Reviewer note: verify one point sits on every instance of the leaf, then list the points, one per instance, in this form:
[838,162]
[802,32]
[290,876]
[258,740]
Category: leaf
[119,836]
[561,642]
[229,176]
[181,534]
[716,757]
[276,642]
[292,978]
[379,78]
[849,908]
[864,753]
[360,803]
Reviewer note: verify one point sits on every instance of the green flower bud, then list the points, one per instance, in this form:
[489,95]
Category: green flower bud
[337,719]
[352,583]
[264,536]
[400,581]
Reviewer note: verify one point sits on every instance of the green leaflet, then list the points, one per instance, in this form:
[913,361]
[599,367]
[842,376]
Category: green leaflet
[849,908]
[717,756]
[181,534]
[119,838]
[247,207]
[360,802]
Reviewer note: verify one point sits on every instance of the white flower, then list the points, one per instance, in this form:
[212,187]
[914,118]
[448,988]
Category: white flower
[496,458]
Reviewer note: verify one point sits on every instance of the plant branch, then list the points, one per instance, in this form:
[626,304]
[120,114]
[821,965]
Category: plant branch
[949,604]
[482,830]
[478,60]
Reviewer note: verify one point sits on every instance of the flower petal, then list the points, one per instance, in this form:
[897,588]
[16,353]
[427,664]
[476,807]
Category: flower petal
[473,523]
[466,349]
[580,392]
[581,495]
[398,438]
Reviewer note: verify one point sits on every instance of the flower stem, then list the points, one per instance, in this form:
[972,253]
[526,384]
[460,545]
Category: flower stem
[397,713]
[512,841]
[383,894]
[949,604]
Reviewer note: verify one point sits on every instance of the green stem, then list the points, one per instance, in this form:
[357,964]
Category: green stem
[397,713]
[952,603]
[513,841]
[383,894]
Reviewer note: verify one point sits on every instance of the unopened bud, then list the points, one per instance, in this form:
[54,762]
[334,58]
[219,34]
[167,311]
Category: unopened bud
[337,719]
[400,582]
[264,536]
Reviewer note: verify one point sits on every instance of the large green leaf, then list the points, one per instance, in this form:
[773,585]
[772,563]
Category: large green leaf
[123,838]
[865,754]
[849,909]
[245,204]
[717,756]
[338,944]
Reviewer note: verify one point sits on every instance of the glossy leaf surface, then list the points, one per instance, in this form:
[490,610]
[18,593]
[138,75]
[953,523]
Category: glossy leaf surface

++++++

◆ Problem statement: Show each line of the material where the word "glossy" occurs.

◆ Response to the task:
Reviewer note: verify one point sits on every instance of the glossy leaf surface, then list the points, one per instance, in this form:
Category: glossy leaf surface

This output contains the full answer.